People try to solve this problem in two ways. The first way is that since there is a 25 percent chance of seeing the MegaBoss, then of the 100 playtesters, 25 should see it. Since 20 have already seen it, 5 of the next 50 playtesters should see the MegaBoss.
This method would be committing what is commonly known as the gambler’s fallacy. The gambler’s fallacy is a belief that random processes “remember” what has happened before and adjust accordingly. In this example, saying that 5 of the next 50 playtesters should see the MegaBoss implies that the game knows 20 have already seen it and thus it should make it up to the player by having a lower probability later. This is no different than saying a slot machine is “due” to pay off or that if a couple has two boys then they are “due” a girl.
The second, actual way of solving this problem is by applying the 25 percent for the next 50 players. If the odds of each trial seeing the MegaBoss are 1 in 4, the problem definition says nothing about the MegaBoss knowing how many players saw him before. So ignore the fact that a greater-than-expected number of players saw him before. Going forward, 1 in 4 will continue to see him. The MegaBoss should be expected 12.5 (50/4) more times.
━━━━━━
STATED TASK -> Can you set down, word for word, the part of the gambler's fallacy text that runs from "The second, actual" up to and including "(50/4) more times."?
━━━━━━
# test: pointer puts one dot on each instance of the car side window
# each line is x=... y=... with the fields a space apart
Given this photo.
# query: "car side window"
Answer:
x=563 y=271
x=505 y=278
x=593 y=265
━━━━━━
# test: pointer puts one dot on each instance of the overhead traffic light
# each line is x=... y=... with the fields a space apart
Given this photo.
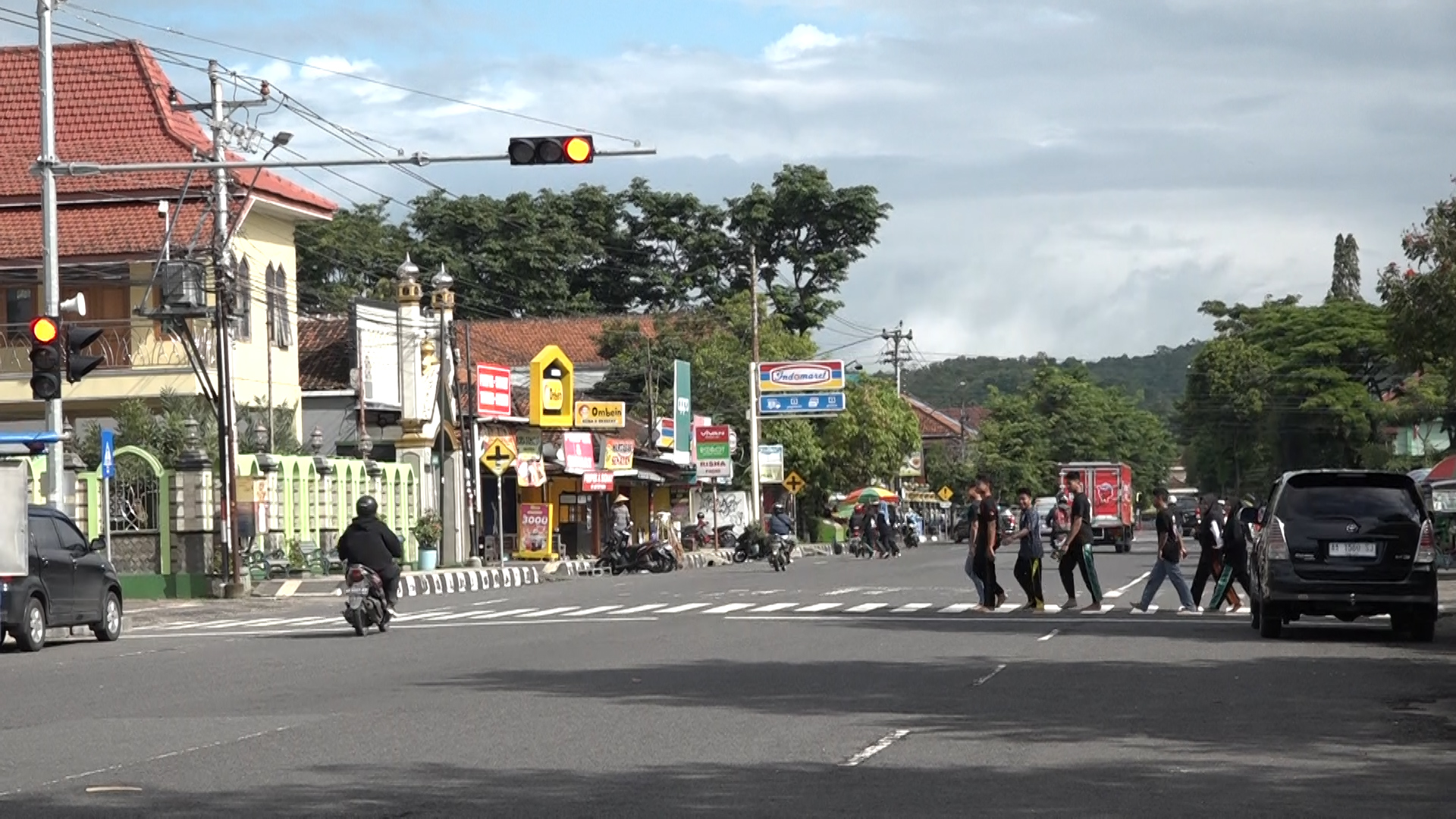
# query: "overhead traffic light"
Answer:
━━━━━━
TASK SOLUTION ->
The second, actual way of solving this problem is by applying the 25 percent for the next 50 players. If the odds of each trial seeing the MegaBoss are 1 in 4, the problem definition says nothing about the MegaBoss knowing how many players saw him before. So ignore the fact that a greater-than-expected number of players saw him before. Going forward, 1 in 4 will continue to see him. The MegaBoss should be expected 12.5 (50/4) more times.